## What the exercise asks
Copy the lines from the one containing "Please mark the region of every instance of the <item>building" through the one containing "[[[776,303],[776,317],[792,318],[795,311],[795,304],[790,301]]]", inclusive, changing "building window" to "glass pane" and leaving everything else unchanged.

## Stored records

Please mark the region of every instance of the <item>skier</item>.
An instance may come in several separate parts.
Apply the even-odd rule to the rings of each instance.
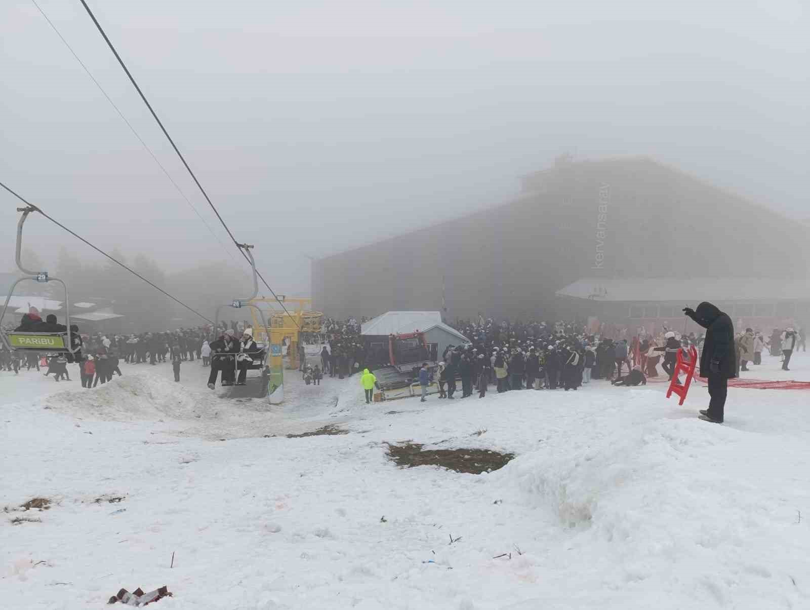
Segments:
[[[706,329],[701,353],[701,376],[709,380],[709,408],[700,418],[723,423],[728,393],[728,380],[735,376],[734,324],[727,314],[704,301],[697,310],[684,307],[684,313]]]

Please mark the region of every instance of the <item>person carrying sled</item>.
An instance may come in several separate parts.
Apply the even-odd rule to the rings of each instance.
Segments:
[[[697,309],[684,307],[684,313],[706,329],[701,353],[701,376],[709,380],[709,408],[701,410],[700,418],[723,423],[728,393],[728,380],[735,376],[734,324],[727,314],[704,301]]]

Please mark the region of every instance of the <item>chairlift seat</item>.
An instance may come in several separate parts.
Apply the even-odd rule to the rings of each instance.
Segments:
[[[49,354],[70,354],[67,346],[67,333],[28,333],[10,331],[6,333],[9,345],[20,351],[48,352]]]

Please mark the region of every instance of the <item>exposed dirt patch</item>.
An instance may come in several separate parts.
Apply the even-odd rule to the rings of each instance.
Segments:
[[[439,466],[456,472],[480,475],[503,468],[514,453],[500,453],[490,449],[428,449],[418,443],[388,445],[388,457],[397,466]]]
[[[319,427],[318,430],[312,430],[309,432],[302,432],[301,434],[288,434],[287,438],[304,438],[305,436],[335,436],[340,434],[348,434],[348,430],[344,430],[339,426],[335,426],[334,424],[329,424],[328,426],[324,426],[323,427]]]
[[[11,525],[19,526],[23,523],[41,523],[42,519],[37,519],[36,517],[15,517],[11,519]]]
[[[96,500],[93,500],[94,504],[104,504],[104,502],[108,504],[117,504],[123,500],[126,500],[126,496],[111,496],[110,494],[104,494],[104,496],[99,496]]]
[[[50,508],[51,500],[50,498],[32,498],[25,504],[21,504],[19,508],[23,510],[31,510],[32,509],[40,509],[40,510],[48,510]]]

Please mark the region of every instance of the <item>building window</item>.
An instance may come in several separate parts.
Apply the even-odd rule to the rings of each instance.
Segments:
[[[675,316],[675,307],[671,305],[661,305],[659,307],[659,318],[674,318]]]
[[[647,305],[644,307],[644,317],[645,318],[657,318],[658,317],[658,305]]]
[[[760,318],[774,317],[774,303],[758,303],[754,305],[754,316]]]
[[[776,303],[776,317],[792,318],[795,311],[795,304],[790,301]]]

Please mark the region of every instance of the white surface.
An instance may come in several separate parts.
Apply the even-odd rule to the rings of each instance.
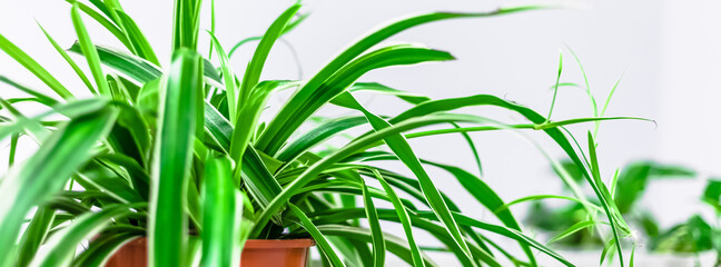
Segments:
[[[218,1],[218,38],[229,49],[236,41],[260,34],[271,20],[293,1]],[[206,1],[209,2],[209,1]],[[577,1],[571,1],[577,2]],[[158,49],[168,58],[170,47],[171,1],[122,1],[126,10]],[[286,38],[298,51],[303,72],[314,73],[353,40],[388,21],[408,13],[433,10],[477,11],[513,1],[307,1],[304,11],[313,14]],[[503,18],[468,19],[422,26],[393,38],[451,51],[452,62],[393,68],[374,71],[363,78],[387,86],[427,95],[433,98],[493,93],[530,106],[545,113],[555,81],[557,53],[564,53],[562,81],[582,82],[581,73],[564,48],[573,48],[589,75],[591,89],[602,105],[609,90],[625,71],[611,102],[608,116],[638,116],[655,119],[651,123],[622,121],[603,123],[599,136],[604,178],[615,168],[634,159],[660,159],[681,162],[708,174],[720,174],[721,155],[718,115],[721,99],[718,86],[721,71],[721,37],[718,1],[606,0],[584,1],[586,9],[534,11]],[[76,91],[85,87],[75,78],[61,58],[37,28],[34,19],[65,47],[76,39],[69,19],[69,4],[58,0],[3,0],[0,4],[0,32],[33,56],[50,72]],[[42,8],[38,8],[42,6]],[[96,43],[117,41],[86,18]],[[209,26],[204,26],[208,28]],[[201,34],[201,43],[207,36]],[[243,71],[250,47],[233,60]],[[79,61],[83,62],[83,61]],[[34,88],[40,81],[0,53],[0,75],[12,77]],[[296,69],[286,47],[273,51],[266,79],[294,79]],[[19,96],[0,86],[2,97]],[[278,103],[278,101],[274,101]],[[373,111],[395,113],[405,107],[391,98],[376,97],[366,103]],[[273,109],[271,109],[273,110]],[[504,121],[516,116],[495,109],[468,109]],[[555,119],[591,116],[589,101],[579,89],[560,91]],[[327,111],[332,112],[332,111]],[[572,127],[584,140],[587,126]],[[527,136],[562,156],[541,132]],[[532,145],[507,132],[474,135],[484,162],[484,179],[506,199],[534,194],[559,192],[561,184],[551,175],[549,164]],[[457,136],[413,140],[416,151],[425,158],[460,165],[475,172],[473,159]],[[19,154],[29,155],[32,147]],[[4,156],[3,156],[4,157]],[[451,177],[432,169],[443,190],[467,214],[483,217],[480,205],[462,191]],[[651,187],[644,201],[661,221],[670,225],[703,209],[698,197],[703,179],[694,182],[668,181]],[[671,197],[670,197],[671,196]],[[478,211],[474,211],[478,210]],[[514,208],[523,215],[525,206]],[[392,228],[395,229],[395,228]],[[397,228],[399,230],[399,227]],[[641,266],[641,265],[638,265]]]

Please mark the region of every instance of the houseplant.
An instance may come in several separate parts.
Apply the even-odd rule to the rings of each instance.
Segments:
[[[453,59],[447,52],[415,44],[372,49],[405,29],[537,7],[411,17],[360,39],[309,80],[260,81],[273,44],[305,18],[296,16],[299,3],[283,12],[261,37],[248,39],[259,42],[244,75],[237,76],[213,30],[208,36],[219,65],[198,52],[199,36],[205,34],[200,31],[198,0],[175,1],[174,56],[169,62],[157,58],[117,0],[68,2],[72,4],[78,42],[66,51],[46,34],[91,98],[77,99],[48,70],[0,36],[0,49],[57,93],[47,96],[9,78],[0,79],[30,96],[0,99],[8,113],[2,117],[0,137],[10,139],[11,159],[11,168],[0,182],[2,266],[102,265],[125,244],[144,236],[148,237],[151,266],[237,265],[247,239],[295,238],[313,238],[329,266],[382,266],[386,250],[414,266],[433,265],[414,239],[419,229],[429,233],[443,244],[441,250],[454,254],[464,266],[501,266],[504,260],[535,266],[533,250],[573,266],[524,235],[507,210],[496,214],[501,224],[463,214],[436,188],[425,168],[446,170],[490,210],[504,202],[478,176],[421,160],[407,142],[408,138],[460,134],[475,151],[468,132],[507,129],[544,132],[573,159],[608,215],[613,233],[609,240],[616,244],[620,263],[624,264],[620,239],[630,230],[601,181],[593,136],[589,134],[584,152],[563,126],[626,118],[553,121],[550,115],[546,118],[488,95],[432,100],[377,83],[356,82],[374,69]],[[96,46],[85,27],[88,18],[125,48]],[[82,56],[89,73],[69,52]],[[295,93],[271,119],[260,121],[266,99],[282,89],[294,89]],[[355,99],[353,93],[360,90],[396,96],[414,107],[397,116],[379,116]],[[48,111],[29,118],[16,108],[23,101],[43,105]],[[355,110],[357,116],[334,118],[300,131],[300,125],[327,103]],[[527,122],[501,123],[453,112],[471,106],[494,106],[518,113]],[[63,119],[50,119],[58,116]],[[442,128],[408,134],[425,126]],[[368,131],[343,147],[317,149],[328,138],[354,127]],[[30,137],[40,148],[16,164],[20,135]],[[378,148],[383,145],[389,150]],[[378,160],[402,162],[414,176],[379,168],[374,165]],[[356,197],[362,201],[356,202]],[[375,208],[377,201],[388,201],[394,209]],[[27,215],[31,217],[26,221]],[[405,236],[384,233],[382,220],[399,222]],[[486,238],[487,233],[516,240],[523,255],[507,253]],[[83,240],[89,240],[89,246],[76,255]]]
[[[582,179],[572,162],[562,162],[573,179]],[[672,226],[663,227],[658,222],[660,214],[651,211],[650,207],[640,201],[649,191],[649,186],[668,179],[698,179],[699,174],[683,166],[661,164],[652,160],[638,160],[620,169],[611,185],[613,200],[620,212],[629,224],[636,226],[635,241],[642,244],[643,249],[652,255],[672,255],[691,259],[697,266],[721,266],[721,230],[717,224],[703,214],[692,214]],[[699,198],[712,208],[718,218],[721,212],[720,196],[721,181],[717,178],[708,179],[707,186]],[[561,196],[540,195],[530,196],[510,201],[506,206],[530,200],[561,198]],[[648,201],[646,201],[648,202]],[[672,210],[665,210],[671,212]],[[542,233],[554,236],[553,243],[566,248],[601,248],[603,240],[590,230],[594,224],[590,222],[586,210],[579,202],[572,202],[557,208],[550,208],[543,202],[533,204],[527,215],[525,225]],[[569,229],[573,229],[569,231]],[[636,245],[636,244],[630,244]],[[703,253],[713,253],[715,258],[699,257]],[[689,260],[690,261],[690,260]],[[712,265],[711,265],[712,263]]]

## Reply to the task
Please mark the region of every instance of the <item>glass pane</item>.
An instance may come in several separate parts.
Apply the even-odd rule to the rings of each instance.
Segments:
[[[675,316],[675,307],[671,305],[661,305],[659,307],[659,318],[674,318]]]
[[[647,305],[644,307],[644,317],[645,318],[657,318],[658,317],[658,305]]]
[[[760,318],[774,317],[774,303],[758,303],[754,305],[754,316]]]
[[[776,303],[776,317],[792,318],[795,311],[795,304],[790,301]]]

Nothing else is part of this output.